**Compiti da svolgere**:
a) Risponda alle seguenti domande sul brano relativo alla crisi politica in Pakistan:
(i) In quale data la Corte Suprema ha destituito il primo ministro Yousuf Raza Gilani?
(ii) Chi è stato eletto primo ministro il 22 giugno?
(iii) Quale colpo di stato dei vertici militari sarebbe, secondo il brano, quello attualmente possibile?
b) Stabilisca se ciascuna affermazione concorda con il brano sulla crisi politica in Pakistan, rispondendo sì o no e citando le parole del brano che lo dimostrano:
(i) Soltanto il parlamento ha il potere di destituire un premier.
(ii) Un golpe militare avrebbe oggi buone probabilità di riuscita.
(iii) La maggioranza della popolazione ha seguito con attenzione i test missilistici.
c) Elenchi tutti i soggetti che, secondo il brano sulla crisi politica in Pakistan, hanno dovuto far fronte a una raffica di scandali.

**Brano riportato**:
****

Ma in un Paese oppresso dalla calura, spesso senza corrente elettrica o acqua corrente, con un futuro di disoccupazione crescente e poche speranze di miglioramento della scuola e della sanità , la maggioranza della popolazione ha ignorato questi test missilistici. Certo, anche l’India ha realizzato una serie di test analoghi, ma non in una condizione di disagio economico paragonabile a quella del Pakistan.
L’ultimo episodio di una crisi politica in atto da tempo risale al 19 giugno: la Corte Suprema ha destituito il primo ministro Yousuf Raza Gilani, sollevando tutta una serie di problemi giuridici e costituzionali. Molti hanno parlato di un «golpe costituzionale», dato che solo il parlamento ha il potere di destituire un premier. A questo punto il presidente Asif Ali Zardari ha proposto al parlamento di eleggere primo ministro Mkahddoom Shahubddin, un duro del partito di governo Pakistan Peoples Party (Ppp); ma i vertici militari e la Corte si sono messi di traverso facendo pressioni sulla Anti-Narcotics Force, il corpo militare di lotta al narcotraffico, per far emettere un mandato d’arresto a carico di Shahubddin, e costringendo Zardari a designare un altro candidato, nella persona di Raja Pervez Ashraf, che il 22 giugno è stato eletto primo ministro.
Non sembra però che tutto questo basti a far uscire il Pakistan dall’attuale incertezza politica, e a scongiurare l’ulteriore aggravamento della sua crisi istituzionale.
Lo stesso Ashraz è infatti indagato per corruzione, e la Suprema Corte, sempre più allineata ai vertici militari, potrebbe farlo arrestare da un giorno all’altro. Non solo: anche nei confronti di Zardari sono pendenti accuse di corruzione di vecchia data, e la magistratura potrebbe riesumarle in qualunque momento, malgrado l’immunità  di cui il presidente si fa scudo.
Tutte le maggiori istituzioni dello Stato pakistano sono oggi in conflitto tra loro. Non solo il governo guidato dal Ppp e dal Presidente Asif Zardari, ma anche la Suprema Corte, i partiti d’opposizione e i media hanno dovuto far fronte a una raffica di scandali; e in queste ultime settimane non hanno fatto altro che scagliarsi reciproche accuse di corruzione. Finora solo l’esercito ne esce candido come un giglio — a parte i sospetti di tangenti a carico di un buon numero di generali in pensione.
Per i vertici militari pakistani — i più esperti del mondo nel creare l’atmosfera giusta per un colpo di stato — è in atto in Pakistan la tempesta perfetta per mettere a segno quello che sarebbe il loro quinto colpo di stato. Tutte le istituzioni sono screditate. Il Paese non ha più fiducia nei politici, e nell’opinione pubblica crescono anche i dubbi sulla democrazia. La crisi economica e l’implacabile violenza estremista hanno già  comportato costi altissimi in termini di vite umane e di danni materiali;
e il deterioramento dei rapporti con l’Occidente ha confinato il Pakistan in un isolamento senza precedenti. Eppure, stavolta un golpe militare avrebbe scarse probabilità  di riuscita, a fronte dell’attuale marasma, e data la manifesta incapacità  dei militari (soprattutto dopo che hanno fatto infuriare gli Stati Uniti e la Nato) di proporre soluzioni valide ai problemi
del Paese.

****

**Dati forniti**:

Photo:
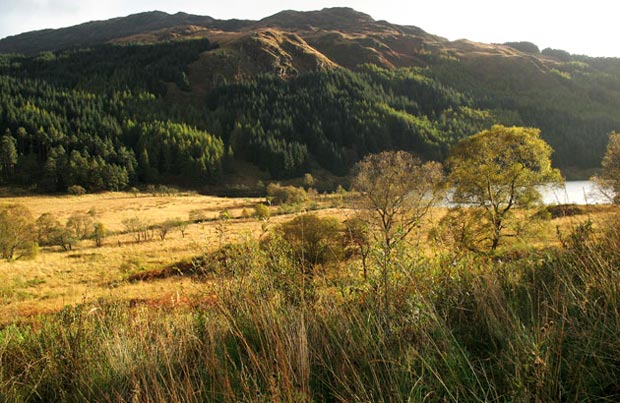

****

**Risposte ai compiti**:
a)
(i) Il 19 giugno.
(ii) Raja Pervez Ashraf.
(iii) Il quinto.

b)
(i) Sì: «solo il parlamento ha il potere di destituire un premier».
(ii) No: «stavolta un golpe militare avrebbe scarse probabilità di riuscita».
(iii) No: «la maggioranza della popolazione ha ignorato questi test missilistici».

c) Il governo guidato dal Ppp e dal Presidente Asif Zardari; la Suprema Corte; i partiti d'opposizione; i media.